◆ DATA SUPPLIED:

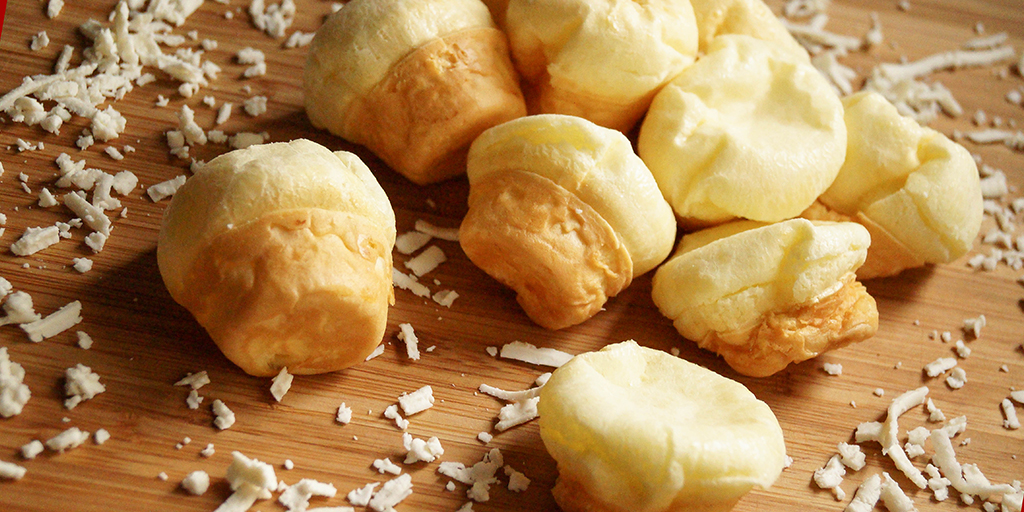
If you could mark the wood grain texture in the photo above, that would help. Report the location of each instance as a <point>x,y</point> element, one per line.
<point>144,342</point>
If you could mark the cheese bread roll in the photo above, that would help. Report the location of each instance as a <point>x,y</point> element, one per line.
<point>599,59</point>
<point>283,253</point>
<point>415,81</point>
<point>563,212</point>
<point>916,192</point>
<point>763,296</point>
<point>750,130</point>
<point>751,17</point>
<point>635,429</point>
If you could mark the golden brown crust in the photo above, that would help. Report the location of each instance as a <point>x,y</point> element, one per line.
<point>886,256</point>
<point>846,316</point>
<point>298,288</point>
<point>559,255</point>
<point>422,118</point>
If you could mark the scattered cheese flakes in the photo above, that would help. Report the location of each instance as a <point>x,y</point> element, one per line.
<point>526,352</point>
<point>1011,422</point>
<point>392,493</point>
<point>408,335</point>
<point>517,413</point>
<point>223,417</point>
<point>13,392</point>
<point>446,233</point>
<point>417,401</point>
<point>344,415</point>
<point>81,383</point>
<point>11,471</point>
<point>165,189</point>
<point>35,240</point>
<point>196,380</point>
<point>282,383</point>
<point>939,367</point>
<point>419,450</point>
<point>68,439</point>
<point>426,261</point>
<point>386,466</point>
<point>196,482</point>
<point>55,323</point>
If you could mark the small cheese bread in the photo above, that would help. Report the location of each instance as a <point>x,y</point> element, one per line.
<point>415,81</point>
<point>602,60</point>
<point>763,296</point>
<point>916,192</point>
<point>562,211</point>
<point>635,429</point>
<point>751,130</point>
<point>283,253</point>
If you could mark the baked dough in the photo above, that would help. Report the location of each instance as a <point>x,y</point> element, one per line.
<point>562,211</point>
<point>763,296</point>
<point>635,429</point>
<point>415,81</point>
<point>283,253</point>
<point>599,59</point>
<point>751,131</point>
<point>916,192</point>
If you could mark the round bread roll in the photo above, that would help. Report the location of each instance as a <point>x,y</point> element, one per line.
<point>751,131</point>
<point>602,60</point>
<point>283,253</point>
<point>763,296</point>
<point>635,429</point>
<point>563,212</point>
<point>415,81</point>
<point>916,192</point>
...
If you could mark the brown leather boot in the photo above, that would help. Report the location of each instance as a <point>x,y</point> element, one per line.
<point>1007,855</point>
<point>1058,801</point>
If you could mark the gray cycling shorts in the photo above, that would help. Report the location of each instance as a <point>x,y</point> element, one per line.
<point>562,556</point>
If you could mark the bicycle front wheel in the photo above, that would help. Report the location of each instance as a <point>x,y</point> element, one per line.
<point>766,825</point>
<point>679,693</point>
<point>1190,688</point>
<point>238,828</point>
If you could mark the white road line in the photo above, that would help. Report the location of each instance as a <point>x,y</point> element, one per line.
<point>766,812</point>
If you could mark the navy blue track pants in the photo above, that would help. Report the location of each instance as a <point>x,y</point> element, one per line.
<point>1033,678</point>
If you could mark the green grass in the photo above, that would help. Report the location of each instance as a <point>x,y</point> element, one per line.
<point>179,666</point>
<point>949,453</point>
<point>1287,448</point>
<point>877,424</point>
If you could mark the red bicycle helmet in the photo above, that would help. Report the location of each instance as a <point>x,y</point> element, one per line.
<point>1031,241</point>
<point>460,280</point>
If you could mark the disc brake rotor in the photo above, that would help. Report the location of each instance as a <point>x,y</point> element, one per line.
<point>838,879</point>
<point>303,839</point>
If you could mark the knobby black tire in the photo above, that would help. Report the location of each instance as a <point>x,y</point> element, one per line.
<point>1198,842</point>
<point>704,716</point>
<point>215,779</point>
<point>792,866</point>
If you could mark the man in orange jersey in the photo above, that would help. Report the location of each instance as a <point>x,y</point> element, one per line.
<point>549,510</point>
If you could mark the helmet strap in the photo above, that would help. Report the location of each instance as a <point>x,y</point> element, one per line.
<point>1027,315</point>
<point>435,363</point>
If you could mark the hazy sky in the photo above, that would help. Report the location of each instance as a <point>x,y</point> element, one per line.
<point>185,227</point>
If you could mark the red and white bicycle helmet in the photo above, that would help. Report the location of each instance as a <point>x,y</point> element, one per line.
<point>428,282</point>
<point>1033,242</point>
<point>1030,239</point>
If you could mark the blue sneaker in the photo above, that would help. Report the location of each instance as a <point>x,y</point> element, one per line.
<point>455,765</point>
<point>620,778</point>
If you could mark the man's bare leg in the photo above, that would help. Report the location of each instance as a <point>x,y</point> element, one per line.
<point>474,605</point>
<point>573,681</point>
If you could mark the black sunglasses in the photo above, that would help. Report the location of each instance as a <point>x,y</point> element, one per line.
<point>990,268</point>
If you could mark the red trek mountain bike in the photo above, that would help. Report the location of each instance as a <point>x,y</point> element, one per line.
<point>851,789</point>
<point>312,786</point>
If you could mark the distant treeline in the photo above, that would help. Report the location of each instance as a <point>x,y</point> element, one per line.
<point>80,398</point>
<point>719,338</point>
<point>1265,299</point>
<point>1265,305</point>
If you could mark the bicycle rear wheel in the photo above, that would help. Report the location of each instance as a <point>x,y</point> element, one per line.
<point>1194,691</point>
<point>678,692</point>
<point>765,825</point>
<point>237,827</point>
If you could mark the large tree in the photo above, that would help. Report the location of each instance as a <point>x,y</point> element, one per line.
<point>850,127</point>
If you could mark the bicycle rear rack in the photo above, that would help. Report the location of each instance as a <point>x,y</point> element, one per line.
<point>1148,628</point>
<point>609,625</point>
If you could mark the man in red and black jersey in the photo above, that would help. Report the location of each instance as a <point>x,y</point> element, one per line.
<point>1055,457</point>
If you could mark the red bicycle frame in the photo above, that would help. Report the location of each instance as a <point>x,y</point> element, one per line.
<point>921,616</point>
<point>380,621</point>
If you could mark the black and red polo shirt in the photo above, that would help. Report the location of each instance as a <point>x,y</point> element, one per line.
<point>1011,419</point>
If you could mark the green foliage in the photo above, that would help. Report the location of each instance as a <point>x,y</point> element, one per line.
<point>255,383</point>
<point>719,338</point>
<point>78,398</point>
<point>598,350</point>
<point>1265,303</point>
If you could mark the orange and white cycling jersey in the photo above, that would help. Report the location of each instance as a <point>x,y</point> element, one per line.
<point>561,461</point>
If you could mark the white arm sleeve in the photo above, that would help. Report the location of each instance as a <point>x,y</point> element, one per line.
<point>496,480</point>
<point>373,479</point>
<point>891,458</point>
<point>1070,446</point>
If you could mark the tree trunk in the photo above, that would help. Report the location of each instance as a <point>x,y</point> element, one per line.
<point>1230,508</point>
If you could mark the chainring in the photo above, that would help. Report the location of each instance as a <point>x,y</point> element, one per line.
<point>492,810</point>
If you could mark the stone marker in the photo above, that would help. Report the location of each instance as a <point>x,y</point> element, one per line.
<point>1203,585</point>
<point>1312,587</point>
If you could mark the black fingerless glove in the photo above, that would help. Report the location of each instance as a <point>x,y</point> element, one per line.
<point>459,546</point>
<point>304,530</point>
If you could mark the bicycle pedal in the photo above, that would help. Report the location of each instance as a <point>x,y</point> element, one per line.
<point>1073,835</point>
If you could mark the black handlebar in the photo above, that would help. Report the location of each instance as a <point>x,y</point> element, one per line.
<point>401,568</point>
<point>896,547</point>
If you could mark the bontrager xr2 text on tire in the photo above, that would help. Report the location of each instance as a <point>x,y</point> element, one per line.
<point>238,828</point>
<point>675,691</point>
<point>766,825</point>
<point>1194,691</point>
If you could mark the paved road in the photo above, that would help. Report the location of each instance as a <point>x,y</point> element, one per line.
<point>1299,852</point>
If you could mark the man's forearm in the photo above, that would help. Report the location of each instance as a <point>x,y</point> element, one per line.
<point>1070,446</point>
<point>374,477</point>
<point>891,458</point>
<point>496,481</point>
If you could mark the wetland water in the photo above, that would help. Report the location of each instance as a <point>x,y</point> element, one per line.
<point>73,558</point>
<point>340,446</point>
---
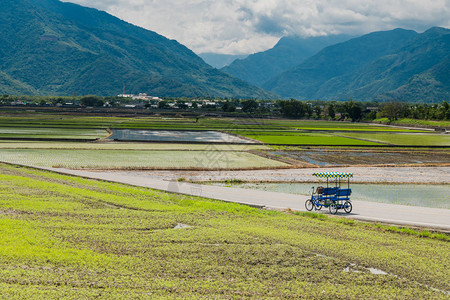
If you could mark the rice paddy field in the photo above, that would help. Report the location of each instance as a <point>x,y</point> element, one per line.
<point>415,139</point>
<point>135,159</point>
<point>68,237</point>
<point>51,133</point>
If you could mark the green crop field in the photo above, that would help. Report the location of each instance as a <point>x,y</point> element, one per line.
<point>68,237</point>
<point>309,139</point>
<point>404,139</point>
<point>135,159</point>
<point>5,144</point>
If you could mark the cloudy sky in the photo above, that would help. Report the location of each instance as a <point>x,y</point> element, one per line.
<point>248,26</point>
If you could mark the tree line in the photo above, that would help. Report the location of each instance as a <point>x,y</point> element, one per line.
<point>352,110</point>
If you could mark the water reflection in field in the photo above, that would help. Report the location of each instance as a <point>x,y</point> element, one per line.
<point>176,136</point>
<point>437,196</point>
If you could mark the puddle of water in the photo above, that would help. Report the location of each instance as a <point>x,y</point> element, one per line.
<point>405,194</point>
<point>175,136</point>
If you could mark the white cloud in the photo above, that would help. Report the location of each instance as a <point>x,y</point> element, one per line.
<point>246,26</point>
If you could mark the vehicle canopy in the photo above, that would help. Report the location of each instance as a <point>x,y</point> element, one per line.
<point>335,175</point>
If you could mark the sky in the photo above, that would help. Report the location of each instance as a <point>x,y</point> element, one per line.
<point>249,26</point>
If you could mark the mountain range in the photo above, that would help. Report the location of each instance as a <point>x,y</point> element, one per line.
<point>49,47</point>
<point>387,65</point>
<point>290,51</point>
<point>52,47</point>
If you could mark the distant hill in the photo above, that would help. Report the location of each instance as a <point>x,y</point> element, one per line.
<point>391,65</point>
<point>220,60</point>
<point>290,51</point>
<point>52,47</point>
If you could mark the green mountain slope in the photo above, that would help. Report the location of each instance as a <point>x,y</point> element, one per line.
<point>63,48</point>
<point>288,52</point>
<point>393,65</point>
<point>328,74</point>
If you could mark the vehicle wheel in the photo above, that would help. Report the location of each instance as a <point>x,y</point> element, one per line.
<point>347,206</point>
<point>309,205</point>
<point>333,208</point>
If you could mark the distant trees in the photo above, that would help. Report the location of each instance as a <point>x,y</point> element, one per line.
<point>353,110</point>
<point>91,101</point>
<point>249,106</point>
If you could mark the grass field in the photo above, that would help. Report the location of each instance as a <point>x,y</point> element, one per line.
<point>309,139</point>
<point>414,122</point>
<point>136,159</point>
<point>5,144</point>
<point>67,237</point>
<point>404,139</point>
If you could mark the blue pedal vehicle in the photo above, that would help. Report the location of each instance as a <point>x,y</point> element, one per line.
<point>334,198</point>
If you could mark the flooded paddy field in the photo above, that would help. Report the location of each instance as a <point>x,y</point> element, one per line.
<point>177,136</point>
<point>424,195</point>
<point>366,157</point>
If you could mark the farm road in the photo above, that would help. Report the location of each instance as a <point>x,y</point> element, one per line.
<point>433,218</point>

◆ WORK TO BE COMPLETED:
Reproduce word for word the lines of the data above, from the line containing "If you could mark the puddle" to the line containing "<point>175,136</point>", with both of those lines included.

◆ FULL RESPONSE:
If you could mark the puddle of water in the photo above, that would help. Report the location of each instance as a <point>x,y</point> element, one per line.
<point>405,194</point>
<point>175,136</point>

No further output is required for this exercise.